- TEXT BLOCK:
Hello,
I am working with a for loop where a summary statistics is created. I am able to store the output to a custom file gdb using TableToTable conversion. However, I'm not able to append data to it on the following iterations. How can I go about this?
if hubDict[0]:
arcpy.TableToTable_conversion(in_rows, out_path, out_name)
else:
arcpy.Append_management(inputs, target, "NO_TEST")
hubDict is a dictionary i have created earlier on. in_rows, out_path, out_name, inputs, target are all variables that are defined to the correct files and output locations.
Solved! Go to Solution.
After looking at your code, I changed my approach to take the path of least modifying your code:
for i, hub in enumerate(hubDict):
valueHub = dict.get(hubDict, hub)
hubQuery = "HubName = " + "'" + str(valueHub) + "'"
nodeQuery = "ProjectHub = " + "'" + str(valueHub) + "'"
hubLayer.definitionQuery = hubQuery
nodeLayer.definitionQuery = nodeQuery
if i == 0:
in_rows = 'table'
out_path = folderPath + '/' + 'Results.gdb'
out_name = 'Results'
arcpy.TableToTable_conversion(in_rows, out_path, out_name)
else:
inputs = 'table'
target = folderPath + '/' + 'Results.gdb' + '/' + 'Results'
arcpy.Append_management(inputs, target, "NO_TEST")
Are you getting an error or unexpected results? If the former, what error, exactly (include the traceback). If the latter, what do you expect and what are you getting?
Hi Joshua,
Sorry about the delay in getting back to you. So my script first creates a dictionary per feature in a feature class. Then the script runs a for loop per feature in the feature class using the values in the dictionary. Rather than exporting several tables and their excel sheets, I am trying to create a table with the first iteration using table to table (conversion) and then for the rest of the iterations, I want their tables to append to the created table from the first iteration. The way I have it set up is the following:
if hubDict[0]:
in_rows = 'table'
out_path = folderPath + '/' + 'Results.gdb'
out_name = 'Results'
arcpy.TableToTable_conversion(in_rows, out_path, out_name)

- SUPPLIED ENTRIES:
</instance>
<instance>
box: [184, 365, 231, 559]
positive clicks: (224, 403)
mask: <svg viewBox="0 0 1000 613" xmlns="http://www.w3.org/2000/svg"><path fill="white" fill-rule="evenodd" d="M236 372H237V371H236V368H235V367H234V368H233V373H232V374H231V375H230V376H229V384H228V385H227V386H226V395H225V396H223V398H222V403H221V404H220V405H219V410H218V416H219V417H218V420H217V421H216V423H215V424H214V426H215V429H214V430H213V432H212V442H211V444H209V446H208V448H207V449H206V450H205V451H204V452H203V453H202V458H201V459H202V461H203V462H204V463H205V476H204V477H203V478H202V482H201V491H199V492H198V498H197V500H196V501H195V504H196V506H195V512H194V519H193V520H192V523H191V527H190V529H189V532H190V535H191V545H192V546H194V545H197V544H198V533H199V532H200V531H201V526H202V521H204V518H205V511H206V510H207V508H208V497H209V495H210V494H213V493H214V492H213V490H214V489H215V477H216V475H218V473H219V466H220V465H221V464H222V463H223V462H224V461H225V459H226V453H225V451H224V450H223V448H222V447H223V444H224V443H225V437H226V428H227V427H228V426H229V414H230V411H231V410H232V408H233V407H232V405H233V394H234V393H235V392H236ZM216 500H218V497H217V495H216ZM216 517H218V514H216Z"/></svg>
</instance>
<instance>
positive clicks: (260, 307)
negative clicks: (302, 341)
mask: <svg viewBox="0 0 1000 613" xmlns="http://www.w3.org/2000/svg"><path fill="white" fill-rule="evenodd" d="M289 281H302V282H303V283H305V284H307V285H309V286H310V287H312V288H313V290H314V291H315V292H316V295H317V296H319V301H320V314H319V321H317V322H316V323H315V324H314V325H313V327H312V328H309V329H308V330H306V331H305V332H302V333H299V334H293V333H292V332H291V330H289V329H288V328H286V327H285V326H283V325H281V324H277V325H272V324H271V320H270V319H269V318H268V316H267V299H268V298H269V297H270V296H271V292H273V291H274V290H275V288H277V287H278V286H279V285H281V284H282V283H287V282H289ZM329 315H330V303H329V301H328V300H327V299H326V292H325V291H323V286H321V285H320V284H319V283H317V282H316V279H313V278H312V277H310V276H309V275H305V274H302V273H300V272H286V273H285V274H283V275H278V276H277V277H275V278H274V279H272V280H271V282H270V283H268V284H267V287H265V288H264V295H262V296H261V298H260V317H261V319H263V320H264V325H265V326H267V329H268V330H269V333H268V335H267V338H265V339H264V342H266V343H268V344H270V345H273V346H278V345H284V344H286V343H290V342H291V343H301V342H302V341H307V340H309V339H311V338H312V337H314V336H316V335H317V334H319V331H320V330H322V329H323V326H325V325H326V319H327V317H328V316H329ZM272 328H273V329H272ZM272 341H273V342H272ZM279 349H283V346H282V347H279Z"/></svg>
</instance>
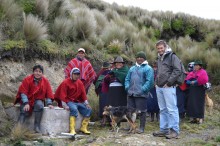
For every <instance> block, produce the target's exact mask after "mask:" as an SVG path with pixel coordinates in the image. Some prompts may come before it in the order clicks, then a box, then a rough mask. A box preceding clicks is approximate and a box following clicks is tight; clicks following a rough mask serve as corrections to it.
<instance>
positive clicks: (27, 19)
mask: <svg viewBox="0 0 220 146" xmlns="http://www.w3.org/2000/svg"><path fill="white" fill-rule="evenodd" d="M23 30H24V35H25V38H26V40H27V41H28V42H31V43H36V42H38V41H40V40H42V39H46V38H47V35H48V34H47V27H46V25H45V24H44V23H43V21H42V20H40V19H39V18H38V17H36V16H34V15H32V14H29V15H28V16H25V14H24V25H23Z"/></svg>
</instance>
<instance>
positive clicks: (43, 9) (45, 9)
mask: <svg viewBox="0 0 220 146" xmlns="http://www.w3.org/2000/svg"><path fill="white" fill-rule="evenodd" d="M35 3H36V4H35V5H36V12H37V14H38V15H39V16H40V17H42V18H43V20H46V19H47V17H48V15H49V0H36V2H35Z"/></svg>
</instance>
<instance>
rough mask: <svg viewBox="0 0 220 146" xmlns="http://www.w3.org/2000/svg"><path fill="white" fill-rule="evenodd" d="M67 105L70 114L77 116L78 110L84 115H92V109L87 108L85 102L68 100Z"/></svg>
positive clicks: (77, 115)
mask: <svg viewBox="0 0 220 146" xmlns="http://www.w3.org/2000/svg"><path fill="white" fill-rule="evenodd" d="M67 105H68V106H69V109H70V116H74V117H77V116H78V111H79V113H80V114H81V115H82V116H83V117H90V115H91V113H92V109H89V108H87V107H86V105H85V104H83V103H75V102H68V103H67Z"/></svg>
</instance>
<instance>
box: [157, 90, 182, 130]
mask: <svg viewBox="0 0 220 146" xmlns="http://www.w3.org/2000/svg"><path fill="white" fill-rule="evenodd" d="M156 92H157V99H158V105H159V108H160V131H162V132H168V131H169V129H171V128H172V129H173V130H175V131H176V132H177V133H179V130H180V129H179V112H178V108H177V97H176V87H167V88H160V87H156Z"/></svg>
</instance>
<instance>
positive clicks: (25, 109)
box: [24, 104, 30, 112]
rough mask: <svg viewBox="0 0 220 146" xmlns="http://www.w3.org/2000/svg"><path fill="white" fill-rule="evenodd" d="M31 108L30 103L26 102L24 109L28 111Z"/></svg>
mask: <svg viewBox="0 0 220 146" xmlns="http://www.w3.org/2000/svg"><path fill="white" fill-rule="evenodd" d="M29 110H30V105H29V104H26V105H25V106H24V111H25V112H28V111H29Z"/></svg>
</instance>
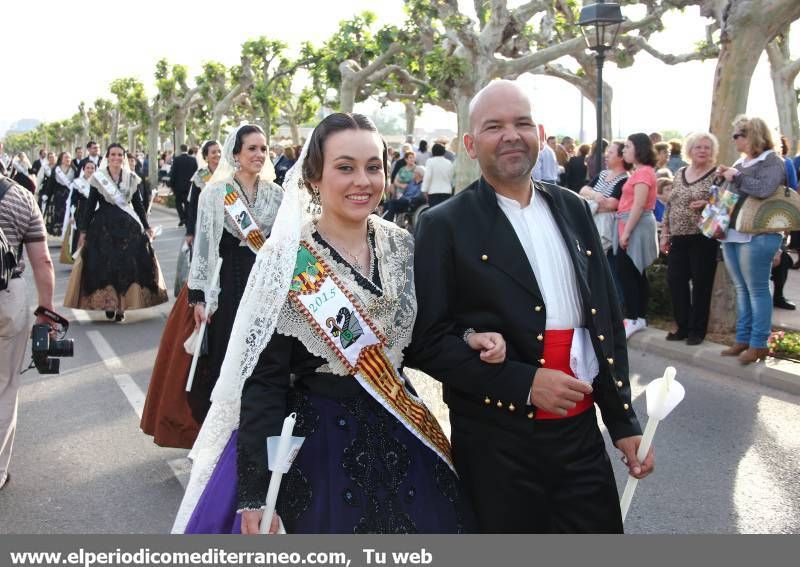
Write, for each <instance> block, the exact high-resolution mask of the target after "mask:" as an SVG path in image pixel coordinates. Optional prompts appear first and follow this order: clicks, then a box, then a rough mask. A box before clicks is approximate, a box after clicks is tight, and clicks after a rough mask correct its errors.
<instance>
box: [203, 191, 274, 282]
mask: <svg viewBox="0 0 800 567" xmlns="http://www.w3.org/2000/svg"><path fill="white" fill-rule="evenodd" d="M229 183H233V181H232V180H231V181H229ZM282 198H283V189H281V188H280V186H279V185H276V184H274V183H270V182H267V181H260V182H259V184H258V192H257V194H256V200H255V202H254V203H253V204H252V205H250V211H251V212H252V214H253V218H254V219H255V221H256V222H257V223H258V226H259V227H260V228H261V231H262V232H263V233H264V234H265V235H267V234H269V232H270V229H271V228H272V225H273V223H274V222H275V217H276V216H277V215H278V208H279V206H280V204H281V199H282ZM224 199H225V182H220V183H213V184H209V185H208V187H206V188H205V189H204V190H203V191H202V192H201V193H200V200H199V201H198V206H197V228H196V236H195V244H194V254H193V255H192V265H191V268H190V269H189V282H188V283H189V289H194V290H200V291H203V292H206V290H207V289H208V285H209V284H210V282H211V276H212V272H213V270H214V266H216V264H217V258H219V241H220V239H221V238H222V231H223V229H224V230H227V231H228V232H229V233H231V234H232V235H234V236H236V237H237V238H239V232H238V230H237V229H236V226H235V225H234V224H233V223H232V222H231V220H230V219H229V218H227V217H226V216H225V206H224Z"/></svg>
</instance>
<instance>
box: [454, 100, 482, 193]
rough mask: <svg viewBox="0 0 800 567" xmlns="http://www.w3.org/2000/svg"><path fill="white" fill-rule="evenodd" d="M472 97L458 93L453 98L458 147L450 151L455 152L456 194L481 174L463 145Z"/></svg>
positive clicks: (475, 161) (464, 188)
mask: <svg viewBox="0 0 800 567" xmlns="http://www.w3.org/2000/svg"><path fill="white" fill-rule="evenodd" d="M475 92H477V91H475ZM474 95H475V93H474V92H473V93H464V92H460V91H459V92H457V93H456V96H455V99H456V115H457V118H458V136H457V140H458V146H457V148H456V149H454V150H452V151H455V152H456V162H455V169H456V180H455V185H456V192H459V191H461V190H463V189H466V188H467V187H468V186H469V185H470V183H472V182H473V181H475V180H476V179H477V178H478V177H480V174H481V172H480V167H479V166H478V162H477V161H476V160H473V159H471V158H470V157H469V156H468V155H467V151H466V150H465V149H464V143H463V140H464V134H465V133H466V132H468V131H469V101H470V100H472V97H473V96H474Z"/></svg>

- PROMPT A: In the forum thread about appending tables with arcpy, which tool does the poster use to store the output to a custom file gdb?
- PROMPT B: Do these statements agree with the forum thread about appending tables with arcpy? Answer yes or no for each, quoting the deciding words. (i) The poster is able to append data on the following iterations. (ii) The revised code checks whether i equals 0 before running the table conversion. (iii) The poster wants to export several tables and their excel sheets.
- PROMPT C: Write what comes next in the forum thread about appending tables with arcpy.

- ANSWER A: The poster uses TableToTable conversion.

- ANSWER B:
(i) No: "However, I'm not able to append data to it on the following iterations."
(ii) Yes: "if i == 0:"
(iii) No: "Rather than exporting several tables and their excel sheets"

- ANSWER C:
else:
inputs = 'table'
target = folderPath + '/' + 'Results.gdb' + '/' + 'Results'
arcpy.Append_management(inputs, target, "NO_TEST")
The Results table is being created on the first iteration but on the second one, the data isn't getting appended.
Are you sure Append is being executing? If so, capture the Result—Help | ArcGIS Desktop and see what messages it is giving.
It's not being executed because of the else statement. I don't think I set that up correctly nor do I know how to fix that. For some reason that is not registering on the second iteration and would love it if you have any ideas on how to approach this scenario..
When I run the steps outside of the main for loop, the append is being executed correctly. My issue is not sure how to script it for the script to read it as the first iteration or Xth iteration. I want the first iteration to create the table and the following iterations to be appended to it.
How are you iterating over hubDict? If hubDict is a list, which it appears to be, you have to loop over it in some way, shape, or form. Knowing a bit more about the structure of hubDict would be helpful too.
So hubDict is actually a dictionary. To loop over over it, I'm doing the following:
for hub in hubDict:
valueHub = dict.get(hubDict, hub)
hubQuery = "HubName = " + "'" + str(valueHub) + "'"
nodeQuery = "ProjectHub = " + "'" + str(valueHub) + "'"
hubLayer.definitionQuery = hubQuery
nodeLayer.definitionQuery = nodeQuery
hubLayer and nodeLayer are variables that point to the hub and node layers in my data frame. After this, in the loop I do a network analysis and use that to do some joins and run a summary statistics. I'm trying to use the output table from the summary statistics to get into the results FGDB.
Apparently the append worked this time around but the original data was overwritten with the data that was appended. I think the issue lies with how the if statement is set up in the for loop. How would you set it up?
Prior to Python 3.6 (one could argue it is really prior to 3.7, but that is a separate discussion), insertion order was not preserved with Python dictionaries. If the "first" record in the dictionary means something special, you should either be using an OrderedDict or some other data structure that does maintain insertion order.
If insertion order doesn't matter and the first item is simply meant to create the table while the other items are to get appended, then it simplifies the situation a bit. Does your first code snippet come immediately after your second one or is there other code involved?